BEGIN RECORD SET

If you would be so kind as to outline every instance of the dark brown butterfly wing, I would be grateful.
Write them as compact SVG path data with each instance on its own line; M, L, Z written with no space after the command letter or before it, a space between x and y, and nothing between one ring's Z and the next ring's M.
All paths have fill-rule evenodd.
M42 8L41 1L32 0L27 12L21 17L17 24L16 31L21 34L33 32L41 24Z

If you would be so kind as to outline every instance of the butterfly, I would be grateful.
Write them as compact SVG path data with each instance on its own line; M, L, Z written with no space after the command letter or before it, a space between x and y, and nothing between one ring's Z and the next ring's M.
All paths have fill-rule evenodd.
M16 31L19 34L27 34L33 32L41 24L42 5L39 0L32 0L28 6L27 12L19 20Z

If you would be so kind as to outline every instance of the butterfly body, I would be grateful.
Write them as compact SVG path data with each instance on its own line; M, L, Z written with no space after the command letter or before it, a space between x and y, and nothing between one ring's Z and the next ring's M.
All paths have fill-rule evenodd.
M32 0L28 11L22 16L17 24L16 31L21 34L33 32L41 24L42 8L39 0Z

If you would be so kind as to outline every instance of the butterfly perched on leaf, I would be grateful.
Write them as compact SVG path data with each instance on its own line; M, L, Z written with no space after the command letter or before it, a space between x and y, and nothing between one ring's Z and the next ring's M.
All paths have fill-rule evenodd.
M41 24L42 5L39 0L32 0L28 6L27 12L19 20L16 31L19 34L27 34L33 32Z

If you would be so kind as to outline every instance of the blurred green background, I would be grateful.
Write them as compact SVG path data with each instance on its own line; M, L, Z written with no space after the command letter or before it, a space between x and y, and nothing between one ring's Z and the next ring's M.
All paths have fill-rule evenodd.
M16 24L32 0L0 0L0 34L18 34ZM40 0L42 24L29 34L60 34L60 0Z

END RECORD SET

■ SHORT EXERCISE:
Put the lines of the listing into a numbered list without any blank lines, starting at the line that contains "butterfly, I would be grateful." and ending at the last line of the listing.

■ PROBLEM SOLUTION:
1. If you would be so kind as to outline every instance of the butterfly, I would be grateful.
2. Write them as compact SVG path data with each instance on its own line; M, L, Z written with no space after the command letter or before it, a space between x and y, and nothing between one ring's Z and the next ring's M.
3. All paths have fill-rule evenodd.
4. M16 31L19 34L27 34L33 32L41 24L42 5L39 0L32 0L28 6L27 12L19 20Z
5. If you would be so kind as to outline every instance of the butterfly body, I would be grateful.
6. Write them as compact SVG path data with each instance on its own line; M, L, Z written with no space after the command letter or before it, a space between x and y, and nothing between one ring's Z and the next ring's M.
7. All paths have fill-rule evenodd.
8. M32 0L28 11L22 16L17 24L16 31L21 34L33 32L41 24L42 8L39 0Z
9. If you would be so kind as to outline every instance of the butterfly perched on leaf, I would be grateful.
10. Write them as compact SVG path data with each instance on its own line; M, L, Z written with no space after the command letter or before it, a space between x and y, and nothing between one ring's Z and the next ring's M.
11. All paths have fill-rule evenodd.
12. M41 24L42 5L39 0L32 0L28 6L27 12L19 20L16 31L19 34L27 34L33 32Z
13. If you would be so kind as to outline every instance of the blurred green background, I would be grateful.
14. Write them as compact SVG path data with each instance on its own line; M, L, Z written with no space after the command letter or before it, a space between x and y, and nothing between one ring's Z and the next ring's M.
15. All paths have fill-rule evenodd.
16. M16 24L32 0L0 0L0 34L18 34ZM40 0L42 24L29 34L60 34L60 0Z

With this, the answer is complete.